#### [Selected passage]
Bill Hannan joined the Victorian teaching service as a student teacher in 1949. As a high school teacher he was a leader of the Victorian Secondary Teachers Association. His recently published book The Best of Times describes the turbulent expansion of secondary schooling in the 1960s; the following excerpt portrays the meaning of a school visit from the 'legendary figure' of one of the Department's District Inspectors.
Inspectors, as well as being the itinerant bearers of good news and feared judgement, also administered the Department. They did the day-to-day work of planning, opening and closing schools, supervising teacher training, staffing schools and ensuring equality of provision across the state. In short, a career ladder rose from the playgrounds of state primary schools through the foothills of training, teaching and inspecting to the high plains of Director.
At inspection time, which until 1964 came annually, teachers dressed as though for a wedding or a funeral. Dark suits and striped ties replaced tweed coats, checked shirts and brown slacks. Hairdressers and cosmeticians prepared the women.
This aspect of waiting for the inspectors was not a problem for me. In those days I fancied myself as a flash dresser, though in retrospect I guess padded shoulders, three button coats, narrow trousers, no cuffs and pointy shoes might not have impressed every inspector. As a teacher of French and Italian I no doubt had some latitude. The way I dressed, a racy sixty-year-old told me at a recent Moreland High School reunion, made her feel confident that being European was OK. She went travelling and took up with a Frenchman. He was all show, she said. She didn’t blame me. Had the rhythms of the musette danced in the background of my French lessons?
At the dawn of state school time (in 1873 when the newly-formed Education Department took over school inspection), primary schools were allotted to districts, each with a District Inspector. The legendary first Director, Frank Tate, had been a DI before he became a teachers college lecturer. Whereas the head master was the boss, the DI was the boss of bosses. He (almost never she) brought fashions and new methods as well as tried and true methods to the schools. Above all, the DI assessed. He tested the pupils, examined their work and marked the teacher for efficiency. The efficiency mark determined the teacher’s promotion. Thus developed the dual role that would eventually bring inspection down, one hundred and ten years later, in 1983.
In the spread of state schooling, DIs are legendary figures. For a long time, they did indeed hold together a fragile, dispersed system of small schools with lowly qualified teachers. In particular, they are identified with the romance of one-teacher bush schools on the frontiers of settlement. Secondary and technical school inspectors who circulated through large towns and regional cities never shared in this romantic lore.

#### [Dataset excerpts]
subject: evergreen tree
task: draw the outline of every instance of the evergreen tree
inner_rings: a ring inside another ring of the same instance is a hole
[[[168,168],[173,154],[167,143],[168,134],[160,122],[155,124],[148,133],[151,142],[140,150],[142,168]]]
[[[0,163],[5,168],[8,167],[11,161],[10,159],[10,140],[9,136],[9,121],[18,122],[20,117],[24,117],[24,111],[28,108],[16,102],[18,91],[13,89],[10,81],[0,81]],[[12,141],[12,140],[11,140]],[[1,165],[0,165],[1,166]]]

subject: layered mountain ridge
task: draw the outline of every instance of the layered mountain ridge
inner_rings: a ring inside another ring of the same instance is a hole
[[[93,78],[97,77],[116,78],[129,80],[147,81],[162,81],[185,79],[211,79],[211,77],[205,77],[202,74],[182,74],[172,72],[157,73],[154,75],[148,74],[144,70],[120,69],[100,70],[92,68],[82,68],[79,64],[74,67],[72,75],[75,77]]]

* * *

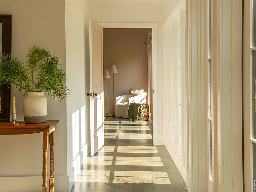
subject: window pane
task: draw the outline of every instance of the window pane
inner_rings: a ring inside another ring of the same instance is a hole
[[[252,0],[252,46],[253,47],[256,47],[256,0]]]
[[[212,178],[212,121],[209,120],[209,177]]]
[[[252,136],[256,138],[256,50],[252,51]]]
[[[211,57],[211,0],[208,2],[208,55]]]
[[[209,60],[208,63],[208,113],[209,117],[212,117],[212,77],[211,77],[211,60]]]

#### [Brief 1]
Using the passage on Victorian school inspectors, state whether each statement below agrees with it: (a) Inspection visits came every year until 1964. (b) Frank Tate worked as a teachers college lecturer before he became a District Inspector. (c) Secondary and technical school inspectors shared in the romantic lore of one-teacher bush schools. For each, answer yes or no and quote the words that decide it.
#### [Brief 2]
Reproduce the passage on Victorian school inspectors from "Inspectors, as well" to "prepared the women.".

#### [Correct result 1]
(a) Yes: "At inspection time, which until 1964 came annually"
(b) No: "had been a DI before he became a teachers college lecturer"
(c) No: "Secondary and technical school inspectors who circulated through large towns and regional cities never shared in this romantic lore"

#### [Correct result 2]
Inspectors, as well as being the itinerant bearers of good news and feared judgement, also administered the Department. They did the day-to-day work of planning, opening and closing schools, supervising teacher training, staffing schools and ensuring equality of provision across the state. In short, a career ladder rose from the playgrounds of state primary schools through the foothills of training, teaching and inspecting to the high plains of Director.
At inspection time, which until 1964 came annually, teachers dressed as though for a wedding or a funeral. Dark suits and striped ties replaced tweed coats, checked shirts and brown slacks. Hairdressers and cosmeticians prepared the women.